**Brano fornito**
☆ ☆ ☆

Dei 24 nuovi stellati proclamati per il 2010 dalla nota guida Michelin è l’unica donna. Professionalità, intelligenza e preparazione sono le carte che ha messo in gioco per realizzare una carriera brillante che di anno in anno le dà sempre maggiori soddisfazioni. Ad uno degli eleganti tavoli di Glass Hostaria in Trastevere, Cristina Bowerman racconta a ilfattoquotidiano.it un po’ di sé e svela riflessioni interessanti, a tratti estreme come in fondo lo sono molte delle sue scelte, in cucina così come nella vita

Dalla laurea in Giurisprudenza a Bari a quella in Arti Culinarie ad Austin, Texas. Com’è andata?

Sono sempre stata incuriosita dalle lingue e dalla cultura di altri paesi, sin da piccola. Dopo la laurea in Italia ho sentito l’esigenza di spostarmi, di conoscere altre situazioni, altre possibilità. Grazie anche al sostegno morale della mia famiglia ho deciso di trasferirmi in America e oggi sono fiera di potermi considerare completamente biculturale. Ho lavorato a lungo in uno studio grafico nel sud della California ma la passione per la cucina mi ha sempre accompagnato. Dopo qualche anno mi sono iscritta al corso di laurea presso Le Cordon Bleu College of Culinary Arts ad Austin e mi sono data un tempo di dieci anni per riuscire in questa carriera.

E ci è riuscita. Come?

All’inizio ho puntato tutto sulla preparazione. Nel corso con me c’erano molte donne, ma la percentuale di uomini era sempre più alta. Per poter avere delle possibilità reali ho studiato moltissimo. Ero il contrario esatto dello stereotipo del cuoco maledetto: piuttosto che uscire a bere, appena finito il turno preferivo trascorrere il mio tempo ad approfondire e studiare perché in America il merito vale davvero e io potevo contare solo su quello. Mi sono laureata con il massimo dei voti e non ho saltato un solo giorno di lezione.

☆ ☆ ☆

**Obiettivo a**
Elenca tutti i nomi di luoghi geografici (quartieri, città, stati, paesi) che compaiono nel brano fornito.

**Materiale fornito**
☆ ☆ ☆

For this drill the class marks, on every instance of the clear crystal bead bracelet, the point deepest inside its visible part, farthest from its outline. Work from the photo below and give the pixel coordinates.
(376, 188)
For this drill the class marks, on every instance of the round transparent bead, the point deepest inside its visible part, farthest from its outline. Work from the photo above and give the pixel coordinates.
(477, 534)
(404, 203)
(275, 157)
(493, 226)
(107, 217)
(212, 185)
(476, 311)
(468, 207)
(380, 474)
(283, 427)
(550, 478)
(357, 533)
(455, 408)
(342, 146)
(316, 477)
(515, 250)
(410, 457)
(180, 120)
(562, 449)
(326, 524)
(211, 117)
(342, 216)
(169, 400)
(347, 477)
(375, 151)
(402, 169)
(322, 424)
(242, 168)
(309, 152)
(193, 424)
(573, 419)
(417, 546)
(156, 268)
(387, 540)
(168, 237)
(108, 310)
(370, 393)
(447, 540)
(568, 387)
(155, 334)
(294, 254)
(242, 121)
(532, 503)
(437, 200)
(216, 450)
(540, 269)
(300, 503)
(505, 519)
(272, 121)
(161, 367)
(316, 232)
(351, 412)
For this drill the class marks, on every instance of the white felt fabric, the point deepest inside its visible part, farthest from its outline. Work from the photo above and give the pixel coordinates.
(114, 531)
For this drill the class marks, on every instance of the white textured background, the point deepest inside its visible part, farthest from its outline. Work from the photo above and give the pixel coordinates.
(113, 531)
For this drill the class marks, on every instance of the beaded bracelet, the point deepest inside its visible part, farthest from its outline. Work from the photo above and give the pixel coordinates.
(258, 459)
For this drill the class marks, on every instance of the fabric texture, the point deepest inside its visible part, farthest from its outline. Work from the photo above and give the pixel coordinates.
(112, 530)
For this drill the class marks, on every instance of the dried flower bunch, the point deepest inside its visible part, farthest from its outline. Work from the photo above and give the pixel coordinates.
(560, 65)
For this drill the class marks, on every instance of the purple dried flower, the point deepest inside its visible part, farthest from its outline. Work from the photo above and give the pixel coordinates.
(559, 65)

☆ ☆ ☆

**Obiettivo b**
Ricopia fedelmente, nei record, tutto quanto va dalla riga che contiene "of the fabric" fino alla fine dei record.

**Risposta completa a**
Trastevere, Bari, Austin, Texas, California, Italia, America.

**Risposta completa b**
For this drill the class marks, on every instance of the fabric texture, the point deepest inside its visible part, farthest from its outline. Work from the photo above and give the pixel coordinates.
(112, 530)
For this drill the class marks, on every instance of the dried flower bunch, the point deepest inside its visible part, farthest from its outline. Work from the photo above and give the pixel coordinates.
(560, 65)
For this drill the class marks, on every instance of the purple dried flower, the point deepest inside its visible part, farthest from its outline. Work from the photo above and give the pixel coordinates.
(559, 65)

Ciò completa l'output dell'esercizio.